Problem details:
Word for word, repeat the records, leaving every picture behind.

[Stored records]
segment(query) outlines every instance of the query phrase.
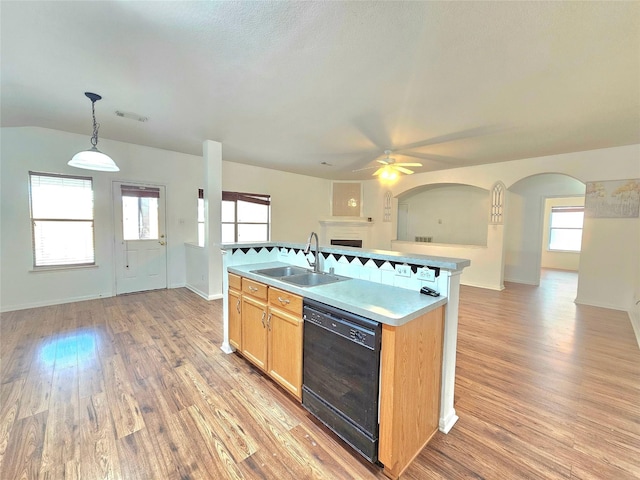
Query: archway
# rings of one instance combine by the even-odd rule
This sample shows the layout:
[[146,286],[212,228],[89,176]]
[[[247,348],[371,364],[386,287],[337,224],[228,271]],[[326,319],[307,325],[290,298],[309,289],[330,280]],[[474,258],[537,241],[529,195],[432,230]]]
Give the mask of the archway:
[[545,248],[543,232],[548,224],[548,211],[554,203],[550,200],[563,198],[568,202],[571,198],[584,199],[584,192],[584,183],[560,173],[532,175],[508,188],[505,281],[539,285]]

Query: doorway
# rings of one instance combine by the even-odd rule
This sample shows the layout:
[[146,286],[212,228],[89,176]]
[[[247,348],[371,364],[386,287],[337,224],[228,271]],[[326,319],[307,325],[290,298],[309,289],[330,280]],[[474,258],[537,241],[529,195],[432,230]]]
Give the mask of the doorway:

Exercise output:
segment(query) outlines every instance of the query phrase.
Query: archway
# rings of one instance combine by the even-odd rule
This sample shows the layout:
[[146,286],[212,228],[89,176]]
[[[247,348],[371,364],[386,287],[337,224],[228,271]],[[326,319],[307,325],[290,298],[309,289],[330,280]],[[474,258],[537,241],[529,195],[432,230]]]
Give the mask of the archway:
[[545,248],[543,232],[548,224],[548,211],[554,203],[550,200],[563,198],[568,202],[571,198],[584,199],[584,192],[584,183],[560,173],[532,175],[508,188],[505,281],[539,285]]

Query: doorway
# rings of one instance combine by the even-odd rule
This sample shows the layout:
[[146,286],[212,228],[89,176]]
[[[247,348],[371,364],[386,287],[337,224],[228,271]],[[326,319],[307,325],[290,298],[309,289],[330,280]],[[474,258],[537,241],[529,195],[432,230]]]
Give the mask of the doorway:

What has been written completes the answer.